## begin Source passage

COLEMAN, THOMAS JAMES*,

Rifleman, 1/9th Battalion, London Regiment (Queen Victoria's Rifles) (formerly Essex Regiment)

During the First World War Tom enlisted at Chelmsford and served initially with the 1/5th Battalion of the Essex Regiment. He subsequently served as Rifleman 6635 (later 393915) in the 1/9th Battalion of the London Regiment (Queen Victoria's Rifles). He was already in the army by February 1915.

Tom was born in Widford on 27th January 1894, the youngest son of railway worker David Little Coleman (1867-1940) and Emma Jane Coleman (nee Pepper) (1861-1935). He was baptised at St. Mary's Church in Widford on 25th March 1894 - at that time his father was described as a railway plate layer of Widford.

Tom's parents had married some five years earlier at St. Mary Magdelens’s in Great Burstead  and arrived in Widford around 1891.

Tom was one of seven children: David Frederick Coleman (1889-1980), Arthur George Coleman (1892-1982), Emma Jane Coleman (1896-1947), Agnes Mary Coleman (1898-1973), Albert Charles Coleman (1902-1965), and Henry Benjamin Coleman (1903-1903).

The 1901 census recorded Tom, aged seven, with his parents, five siblings and a boarder living in Widford. At that time Tom's father was still employed as a plate layer. A decade later the next census found 17 year-old Tom living with his parents

and five surviving siblings in a cottage on the south side of what is now Widford Road. Tom was employed as a house boy; his father remained a plate layer for the Great Eastern Railway, while one brother worked at an electric light works and another at Chelmsford golf links.

On 27th April 1917 Tom’s mother received news that Tom killed instantaneously by a shell busting into his dug out in France on the night of 11-12th April 1917. He was 23 years’ old.

The May 1917 edition of the Widford Parish Magazine reported:

“On April 11th, Private Tom Coleman laid down his life, 'killed in action'. The last time we saw him was at the Funeral of the late Lieut.-Col. Taylor, in whose Battalion he served until he left for service abroad, when he was transferred to another Regiment. We have seen Tom grow up

from childhood to manhood, and we now grieve that the great fight against materialised evil has needed that he shall lay down his life: but again, we are proud of the way he died, fighting the good fight. How good it is to know that he was not ashamed of the Cross of Christ during life, for we know what Jesus said, 'Whoso shall confess Me before men him will I confess before My Father.'”

Tom has no known grave and is commemorated on the Arras Memorial, Pas de Calais, France, and by the  war memorial in St. Mary's Church, Widford, where both of his parents are buried. He is not commemorated by the Civic Centre War Memorial in Chelmsford.

During the war Tom’s brother Arthur served in the Army Service Corps, while his brother David served in the Essex Regiment.

At the time of his death Tom's parents were living at Railway Cottages in Widford. The property became part of the Borough of Chelmsford when parts of Widford were absorbed into an expanded Borough in 1934 - prior to that the boundary between the two had run largely down the centre of what is now Widford Road with the parish on the northern side and the Borough on the southern.

Tom was entitled to the British War Medal and Victory Medal.

His mother died in 1935; his father died in 1940 having worked on the railway as a platelayer for over 40 years.

## end Source passage
## begin Excerpted records

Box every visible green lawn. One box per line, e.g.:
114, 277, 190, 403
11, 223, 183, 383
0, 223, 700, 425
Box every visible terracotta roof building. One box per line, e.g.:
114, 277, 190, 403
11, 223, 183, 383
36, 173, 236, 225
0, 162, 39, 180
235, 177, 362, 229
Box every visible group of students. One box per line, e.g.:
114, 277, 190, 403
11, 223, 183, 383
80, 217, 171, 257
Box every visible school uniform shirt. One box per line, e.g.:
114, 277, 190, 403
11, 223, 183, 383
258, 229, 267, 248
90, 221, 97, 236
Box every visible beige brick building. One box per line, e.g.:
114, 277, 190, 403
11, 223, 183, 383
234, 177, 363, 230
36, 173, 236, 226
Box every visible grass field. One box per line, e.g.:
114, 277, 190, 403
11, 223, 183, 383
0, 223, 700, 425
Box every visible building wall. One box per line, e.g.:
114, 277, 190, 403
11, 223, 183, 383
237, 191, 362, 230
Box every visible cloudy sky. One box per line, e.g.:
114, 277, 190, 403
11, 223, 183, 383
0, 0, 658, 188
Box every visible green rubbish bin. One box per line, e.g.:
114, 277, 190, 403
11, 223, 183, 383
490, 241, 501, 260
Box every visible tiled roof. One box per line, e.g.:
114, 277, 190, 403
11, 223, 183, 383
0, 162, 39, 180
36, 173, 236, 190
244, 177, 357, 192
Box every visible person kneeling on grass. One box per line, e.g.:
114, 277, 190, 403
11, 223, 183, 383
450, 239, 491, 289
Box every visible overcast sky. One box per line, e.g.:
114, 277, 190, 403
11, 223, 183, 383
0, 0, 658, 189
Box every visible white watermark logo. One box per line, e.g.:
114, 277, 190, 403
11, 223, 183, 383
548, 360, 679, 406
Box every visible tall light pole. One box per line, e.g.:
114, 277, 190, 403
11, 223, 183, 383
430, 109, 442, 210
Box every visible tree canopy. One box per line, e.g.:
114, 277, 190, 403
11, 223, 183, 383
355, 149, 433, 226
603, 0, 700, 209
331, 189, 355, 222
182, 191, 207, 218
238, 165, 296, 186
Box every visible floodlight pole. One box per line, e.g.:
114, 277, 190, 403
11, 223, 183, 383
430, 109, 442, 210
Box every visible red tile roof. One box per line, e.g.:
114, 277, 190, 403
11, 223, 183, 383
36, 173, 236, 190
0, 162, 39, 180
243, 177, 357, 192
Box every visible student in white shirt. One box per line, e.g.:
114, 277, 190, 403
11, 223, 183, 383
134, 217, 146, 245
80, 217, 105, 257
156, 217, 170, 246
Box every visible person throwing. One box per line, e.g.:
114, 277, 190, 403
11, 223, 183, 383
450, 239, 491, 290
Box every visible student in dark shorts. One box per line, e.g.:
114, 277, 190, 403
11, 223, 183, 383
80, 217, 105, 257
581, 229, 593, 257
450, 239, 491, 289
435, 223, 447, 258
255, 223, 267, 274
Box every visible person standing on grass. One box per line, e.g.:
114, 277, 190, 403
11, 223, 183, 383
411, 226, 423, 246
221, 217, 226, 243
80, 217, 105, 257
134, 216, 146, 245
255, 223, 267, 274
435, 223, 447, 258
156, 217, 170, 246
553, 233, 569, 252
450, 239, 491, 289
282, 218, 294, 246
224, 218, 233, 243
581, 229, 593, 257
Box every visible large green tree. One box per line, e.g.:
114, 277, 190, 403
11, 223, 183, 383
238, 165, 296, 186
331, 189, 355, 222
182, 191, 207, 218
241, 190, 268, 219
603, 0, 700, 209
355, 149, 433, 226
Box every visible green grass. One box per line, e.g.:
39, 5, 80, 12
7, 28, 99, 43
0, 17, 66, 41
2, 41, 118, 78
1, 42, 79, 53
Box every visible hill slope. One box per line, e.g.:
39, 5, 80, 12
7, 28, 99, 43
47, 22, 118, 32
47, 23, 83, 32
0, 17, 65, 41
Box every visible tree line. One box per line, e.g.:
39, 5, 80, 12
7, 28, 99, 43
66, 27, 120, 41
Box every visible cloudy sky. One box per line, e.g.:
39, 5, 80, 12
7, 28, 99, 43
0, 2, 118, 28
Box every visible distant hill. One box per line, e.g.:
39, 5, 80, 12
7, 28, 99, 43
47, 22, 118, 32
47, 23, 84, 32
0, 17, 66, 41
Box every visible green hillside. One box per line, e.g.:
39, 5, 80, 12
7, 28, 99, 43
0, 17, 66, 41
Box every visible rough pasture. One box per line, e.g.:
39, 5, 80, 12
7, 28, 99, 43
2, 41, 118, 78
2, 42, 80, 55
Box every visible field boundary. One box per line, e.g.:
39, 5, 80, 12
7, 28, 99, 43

## end Excerpted records

Problems:
**a.** Reproduce the Tom Coleman biography from "Tom was born" to "layer of Widford.", word for word.
**b.** Identify every line of the records that contains the string "green" with matching capitalization, and copy each such line.

Results by task:
**a.**
Tom was born in Widford on 27th January 1894, the youngest son of railway worker David Little Coleman (1867-1940) and Emma Jane Coleman (nee Pepper) (1861-1935). He was baptised at St. Mary's Church in Widford on 25th March 1894 - at that time his father was described as a railway plate layer of Widford.

**b.**
Box every visible green lawn. One box per line, e.g.:
Box every visible green rubbish bin. One box per line, e.g.:
Box every visible large green tree. One box per line, e.g.:
Box every visible green grass. One box per line, e.g.:
Box every visible green hillside. One box per line, e.g.:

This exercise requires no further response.